- _Zadanie do wykonania A_:
Odpowiedz na podstawie tekstu o rowerzystach:
(i) Jakie trzy grupy wymieniono w tekście?
(ii) Ile komentarzy ma ten tekst?
(iii) Kto kieruje ruchem na przejściu w sytuacji z Krakowa?
- _Zadanie do wykonania B_:
Oceń, czy poniższe stwierdzenia są zgodne z tekstem o rowerzystach. Przy każdym odpowiedz „tak” lub „nie” i przytocz rozstrzygający fragment.
(i) Trzy wymienione grupy łączy brak pokory.
(ii) Według jednego z komentarzy retoryka „my, oni” występuje wyłącznie w polityce.
(iii) Opisana sytuacja z pieszymi miała miejsce w Warszawie.

Trzy grupy, które najbardziej szkodzą rowerzystom
Pseudokolarscy napinacze, aktywiści rowerowi i niedzielni rowerzyści – co łączy te trzy grupy? Brak pokory…
Pseudokolarscy napinacze, aktywiści rowerowi i niedzielni rowerzyści – co łączy te trzy grupy? Brak pokory…
31 komentarzy do "Trzy grupy, które najbardziej szkodzą rowerzystom"
Podsumowując, taki mamy klimat. My, oni. Taka retoryka jest w polityce, w internecie i na ulicy. Wszędzie.
Poganiacze za kierownicą, 3 grupy rowerzystow wspomnianych w materiale i na końcu piesi samobójcy.
Taka sytuacja z dzisiaj dotyczących np tępych pieszych:
Kraków, skrzyżowanie Kijowskiej z Królewska. Remont. Policjant kieruje ruchem na przejściu.

- _Wyodrębnione dane_:
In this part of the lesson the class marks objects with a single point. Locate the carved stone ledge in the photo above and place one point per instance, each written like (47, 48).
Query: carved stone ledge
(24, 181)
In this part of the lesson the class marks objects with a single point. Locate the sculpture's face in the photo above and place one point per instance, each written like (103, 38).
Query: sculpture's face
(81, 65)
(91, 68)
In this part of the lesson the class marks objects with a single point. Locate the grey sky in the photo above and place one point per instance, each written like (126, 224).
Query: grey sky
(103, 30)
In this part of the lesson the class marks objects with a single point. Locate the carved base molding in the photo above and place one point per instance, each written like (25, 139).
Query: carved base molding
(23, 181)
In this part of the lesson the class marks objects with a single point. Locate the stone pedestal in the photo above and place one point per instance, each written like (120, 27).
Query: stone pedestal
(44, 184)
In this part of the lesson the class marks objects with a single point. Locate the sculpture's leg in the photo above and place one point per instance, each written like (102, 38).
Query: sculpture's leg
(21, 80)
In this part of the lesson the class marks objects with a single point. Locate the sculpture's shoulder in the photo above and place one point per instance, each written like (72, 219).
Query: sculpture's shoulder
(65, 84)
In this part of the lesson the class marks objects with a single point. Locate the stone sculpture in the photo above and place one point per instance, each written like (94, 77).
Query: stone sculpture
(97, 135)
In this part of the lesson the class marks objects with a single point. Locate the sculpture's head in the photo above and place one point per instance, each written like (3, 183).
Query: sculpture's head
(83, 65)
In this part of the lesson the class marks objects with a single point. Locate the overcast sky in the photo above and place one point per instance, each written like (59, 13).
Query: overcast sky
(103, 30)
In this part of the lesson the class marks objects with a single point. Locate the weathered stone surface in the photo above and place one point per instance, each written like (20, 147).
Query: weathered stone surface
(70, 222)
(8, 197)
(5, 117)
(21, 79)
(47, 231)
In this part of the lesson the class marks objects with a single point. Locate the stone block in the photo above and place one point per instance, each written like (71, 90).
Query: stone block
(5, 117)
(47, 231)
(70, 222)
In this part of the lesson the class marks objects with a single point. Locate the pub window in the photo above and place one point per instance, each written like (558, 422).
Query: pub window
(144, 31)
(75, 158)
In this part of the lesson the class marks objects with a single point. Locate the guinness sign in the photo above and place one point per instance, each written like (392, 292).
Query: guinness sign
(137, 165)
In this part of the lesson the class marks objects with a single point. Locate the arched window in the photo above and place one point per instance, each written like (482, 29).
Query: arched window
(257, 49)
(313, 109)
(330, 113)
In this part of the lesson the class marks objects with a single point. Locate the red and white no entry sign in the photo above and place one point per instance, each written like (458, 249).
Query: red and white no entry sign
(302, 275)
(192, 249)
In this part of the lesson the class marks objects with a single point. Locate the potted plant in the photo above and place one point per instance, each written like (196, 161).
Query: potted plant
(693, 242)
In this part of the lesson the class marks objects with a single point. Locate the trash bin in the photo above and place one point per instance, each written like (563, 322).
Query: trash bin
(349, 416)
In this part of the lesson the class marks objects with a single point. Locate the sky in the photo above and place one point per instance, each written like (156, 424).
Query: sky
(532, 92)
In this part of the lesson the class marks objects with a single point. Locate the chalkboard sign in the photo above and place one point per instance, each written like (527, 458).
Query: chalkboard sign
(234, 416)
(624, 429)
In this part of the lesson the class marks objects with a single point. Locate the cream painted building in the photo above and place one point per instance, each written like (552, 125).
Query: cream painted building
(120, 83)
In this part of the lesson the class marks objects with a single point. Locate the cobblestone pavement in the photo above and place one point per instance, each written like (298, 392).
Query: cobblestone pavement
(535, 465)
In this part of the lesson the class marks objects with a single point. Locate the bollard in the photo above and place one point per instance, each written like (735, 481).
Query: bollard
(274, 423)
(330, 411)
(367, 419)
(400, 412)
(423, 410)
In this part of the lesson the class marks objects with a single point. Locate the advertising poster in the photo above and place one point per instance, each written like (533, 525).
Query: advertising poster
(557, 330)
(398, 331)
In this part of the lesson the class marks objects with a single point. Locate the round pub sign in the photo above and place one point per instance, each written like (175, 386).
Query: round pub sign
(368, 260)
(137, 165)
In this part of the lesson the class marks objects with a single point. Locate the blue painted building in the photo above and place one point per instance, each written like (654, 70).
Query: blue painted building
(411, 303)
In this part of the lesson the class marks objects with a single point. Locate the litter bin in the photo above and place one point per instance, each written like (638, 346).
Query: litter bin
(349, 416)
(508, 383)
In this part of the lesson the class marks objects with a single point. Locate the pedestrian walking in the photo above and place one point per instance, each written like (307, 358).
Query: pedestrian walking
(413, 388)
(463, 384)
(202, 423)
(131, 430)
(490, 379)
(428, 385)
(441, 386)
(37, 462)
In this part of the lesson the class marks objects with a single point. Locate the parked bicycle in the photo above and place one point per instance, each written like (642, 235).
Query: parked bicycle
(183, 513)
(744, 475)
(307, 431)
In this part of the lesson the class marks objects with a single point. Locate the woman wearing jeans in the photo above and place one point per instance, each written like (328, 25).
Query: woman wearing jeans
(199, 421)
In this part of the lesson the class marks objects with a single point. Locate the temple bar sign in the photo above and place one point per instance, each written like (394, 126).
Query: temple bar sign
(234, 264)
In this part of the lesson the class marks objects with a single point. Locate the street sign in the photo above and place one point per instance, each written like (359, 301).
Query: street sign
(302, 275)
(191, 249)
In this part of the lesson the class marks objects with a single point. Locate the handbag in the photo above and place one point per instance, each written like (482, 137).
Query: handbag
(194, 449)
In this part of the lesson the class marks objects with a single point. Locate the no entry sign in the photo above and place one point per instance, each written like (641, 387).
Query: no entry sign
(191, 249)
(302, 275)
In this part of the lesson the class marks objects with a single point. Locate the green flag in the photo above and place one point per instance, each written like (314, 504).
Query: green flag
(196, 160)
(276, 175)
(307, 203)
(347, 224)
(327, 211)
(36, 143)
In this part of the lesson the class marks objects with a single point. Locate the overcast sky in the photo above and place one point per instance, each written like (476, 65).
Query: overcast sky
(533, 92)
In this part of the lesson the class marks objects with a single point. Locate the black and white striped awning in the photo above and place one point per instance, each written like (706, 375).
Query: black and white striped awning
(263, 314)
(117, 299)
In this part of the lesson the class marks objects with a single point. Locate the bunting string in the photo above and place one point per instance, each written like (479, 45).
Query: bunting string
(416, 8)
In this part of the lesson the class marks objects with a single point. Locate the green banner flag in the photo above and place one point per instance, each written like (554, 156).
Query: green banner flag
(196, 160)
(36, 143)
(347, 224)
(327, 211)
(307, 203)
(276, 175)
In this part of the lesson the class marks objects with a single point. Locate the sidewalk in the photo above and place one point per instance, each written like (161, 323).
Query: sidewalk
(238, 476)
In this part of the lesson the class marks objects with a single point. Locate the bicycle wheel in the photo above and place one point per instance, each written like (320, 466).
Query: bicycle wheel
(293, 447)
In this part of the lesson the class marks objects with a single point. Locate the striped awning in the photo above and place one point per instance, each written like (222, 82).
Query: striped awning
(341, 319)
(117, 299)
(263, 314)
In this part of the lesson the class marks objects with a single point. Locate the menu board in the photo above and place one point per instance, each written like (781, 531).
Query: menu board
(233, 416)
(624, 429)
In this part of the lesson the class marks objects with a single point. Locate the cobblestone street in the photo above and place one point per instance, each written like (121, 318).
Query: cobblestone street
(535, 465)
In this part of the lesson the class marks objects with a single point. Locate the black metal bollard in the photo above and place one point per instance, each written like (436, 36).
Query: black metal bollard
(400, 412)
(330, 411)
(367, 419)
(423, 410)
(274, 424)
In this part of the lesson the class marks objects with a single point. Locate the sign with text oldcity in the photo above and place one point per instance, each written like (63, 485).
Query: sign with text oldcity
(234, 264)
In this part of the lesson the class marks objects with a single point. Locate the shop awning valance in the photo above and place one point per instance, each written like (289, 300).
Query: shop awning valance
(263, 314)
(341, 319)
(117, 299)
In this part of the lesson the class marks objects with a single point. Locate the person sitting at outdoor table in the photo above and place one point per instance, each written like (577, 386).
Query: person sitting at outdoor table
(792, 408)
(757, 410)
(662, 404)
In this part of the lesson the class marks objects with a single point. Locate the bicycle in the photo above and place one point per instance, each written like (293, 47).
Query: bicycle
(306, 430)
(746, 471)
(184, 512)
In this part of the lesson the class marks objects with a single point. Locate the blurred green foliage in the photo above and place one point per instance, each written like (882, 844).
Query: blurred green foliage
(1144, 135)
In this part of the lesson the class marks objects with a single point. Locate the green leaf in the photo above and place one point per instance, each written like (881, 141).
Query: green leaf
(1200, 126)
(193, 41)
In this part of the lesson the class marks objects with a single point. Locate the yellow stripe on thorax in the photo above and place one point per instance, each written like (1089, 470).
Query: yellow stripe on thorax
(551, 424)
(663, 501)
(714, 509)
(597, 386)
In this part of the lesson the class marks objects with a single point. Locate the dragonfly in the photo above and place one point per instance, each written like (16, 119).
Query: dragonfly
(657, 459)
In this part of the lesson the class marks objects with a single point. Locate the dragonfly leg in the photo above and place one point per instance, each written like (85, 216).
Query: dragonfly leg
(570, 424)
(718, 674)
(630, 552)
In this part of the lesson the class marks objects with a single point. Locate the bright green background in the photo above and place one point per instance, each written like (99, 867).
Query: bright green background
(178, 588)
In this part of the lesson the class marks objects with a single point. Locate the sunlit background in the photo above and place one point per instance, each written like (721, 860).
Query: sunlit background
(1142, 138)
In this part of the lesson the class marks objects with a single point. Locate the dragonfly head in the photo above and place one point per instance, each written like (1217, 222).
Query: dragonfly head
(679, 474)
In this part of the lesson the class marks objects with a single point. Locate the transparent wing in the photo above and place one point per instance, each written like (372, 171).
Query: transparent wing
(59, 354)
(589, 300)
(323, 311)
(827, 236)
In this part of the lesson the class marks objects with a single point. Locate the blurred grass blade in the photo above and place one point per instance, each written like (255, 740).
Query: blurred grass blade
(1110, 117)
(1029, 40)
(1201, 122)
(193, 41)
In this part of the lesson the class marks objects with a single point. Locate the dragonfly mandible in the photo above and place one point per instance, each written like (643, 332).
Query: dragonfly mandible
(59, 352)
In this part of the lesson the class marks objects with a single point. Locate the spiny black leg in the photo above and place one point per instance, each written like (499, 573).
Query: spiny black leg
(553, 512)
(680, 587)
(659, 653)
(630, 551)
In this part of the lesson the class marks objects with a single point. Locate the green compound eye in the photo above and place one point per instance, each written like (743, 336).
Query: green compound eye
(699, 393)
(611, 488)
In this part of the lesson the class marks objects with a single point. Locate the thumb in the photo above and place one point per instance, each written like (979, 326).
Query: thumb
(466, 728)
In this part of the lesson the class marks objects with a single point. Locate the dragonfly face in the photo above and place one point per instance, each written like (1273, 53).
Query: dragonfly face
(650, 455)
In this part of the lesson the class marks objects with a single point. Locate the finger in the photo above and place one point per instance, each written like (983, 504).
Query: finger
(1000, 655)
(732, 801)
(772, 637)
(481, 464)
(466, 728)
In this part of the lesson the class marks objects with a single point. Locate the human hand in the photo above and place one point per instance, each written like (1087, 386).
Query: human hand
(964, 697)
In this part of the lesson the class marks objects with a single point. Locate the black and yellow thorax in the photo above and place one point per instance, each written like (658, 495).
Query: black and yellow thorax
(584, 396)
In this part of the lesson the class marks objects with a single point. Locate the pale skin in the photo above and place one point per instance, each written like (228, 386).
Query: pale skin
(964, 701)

- _Odpowiedź A_:
(i) Pseudokolarscy napinacze, aktywiści rowerowi i niedzielni rowerzyści.
(ii) 31.
(iii) Policjant.

- _Odpowiedź B_:
(i) Tak: „co łączy te trzy grupy? Brak pokory…”
(ii) Nie: „Taka retoryka jest w polityce, w internecie i na ulicy. Wszędzie.”
(iii) Nie: „Kraków, skrzyżowanie Kijowskiej z Królewska.”